_Extracted text:_
* Begin *

I Failed the FAA Part 107 Exam — Here's What I Wish I'd Known

You sat in a quiet room for two hours in the PSI Testing Center. You answered 60 questions. Then the screen showed your result.

FAIL.

Now you are doing the math in your head: how long until you can test again, and how much will it cost you? The answer is at least 14 days of waiting and another $175 out of your pocket.

Here is the thing most people never find out: the majority of people who fail the FAA Part 107 exam were not unprepared. They were prepared the wrong way. And that difference — between studying the wrong material and studying the right material — ends up costing hundreds of dollars and weeks of lost time.

Close-up of hands gripping a PSI testing center score report paper

The FAA Part 107 exam, officially called the Unmanned Aircraft General — Small knowledge test, is the written examination every commercial drone pilot in the United States must pass before flying a drone for pay, for work, or for any business purpose. It covers aviation topics — airspace rules, weather interpretation, flight regulations — that have almost nothing to do with actually flying a drone. That is what catches most people off guard.

This guide is for two groups: people who already failed and want to know what went wrong, and people who are still studying and want to make sure they do not end up in the first group. Either way, you are in the right place.

Why Most People Who Fail Part 107 Were Not Ready — Even If They Thought They Were

The official FAA pass rate for the Part 107 exam is around 92 percent. Most people see that number and assume the test must be easy. It is not — at least not if you are preparing the wrong way.

That 92 percent includes everyone who took a structured prep course, completed real practice exams, and showed up with a solid understanding of what the test actually covers. It includes pilots who spent 15 focused hours building the right knowledge, not 40 scattered hours watching random YouTube videos. Remove those well-prepared students from the data, and the pass rate for people who prepared on their own with free materials looks very different.

* End *

_Source material:_
* Begin *

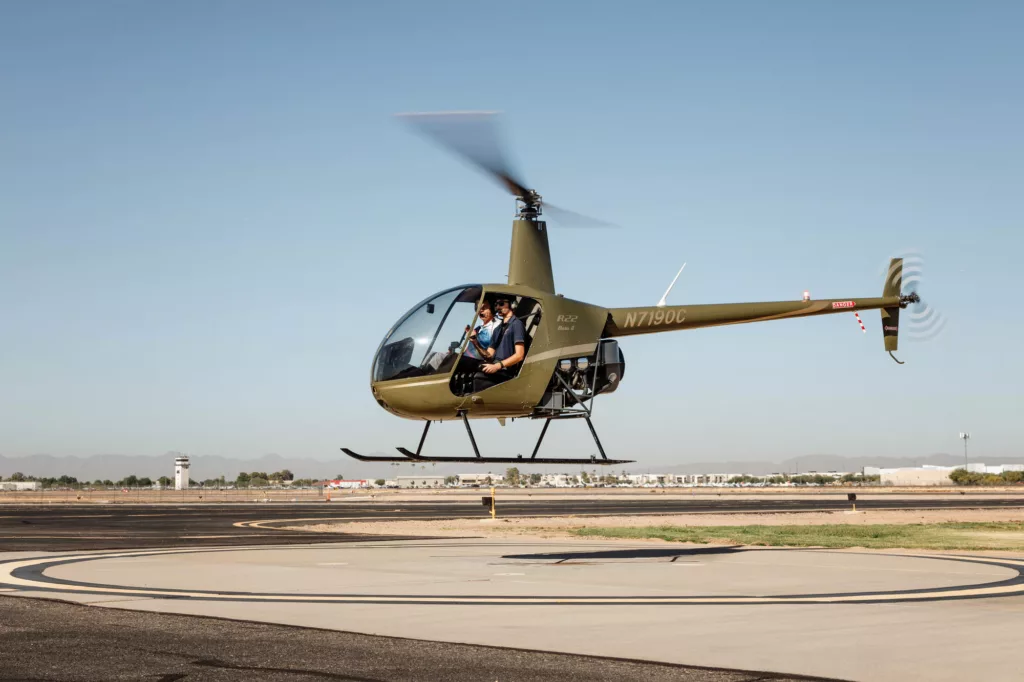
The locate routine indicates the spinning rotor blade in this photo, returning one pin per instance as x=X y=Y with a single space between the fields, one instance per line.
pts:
x=567 y=218
x=472 y=135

* End *

_To do:_
Please answer these questions from the Part 107 article, one per line:
1. How many questions does the exam taker answer?
2. What is the official FAA pass rate for the exam?
3. What is the exam's official name?
The lines are material apart from the Part 107 article.

_Solution to the problem:_
1. 60
2. Around 92 percent
3. Unmanned Aircraft General — Small knowledge test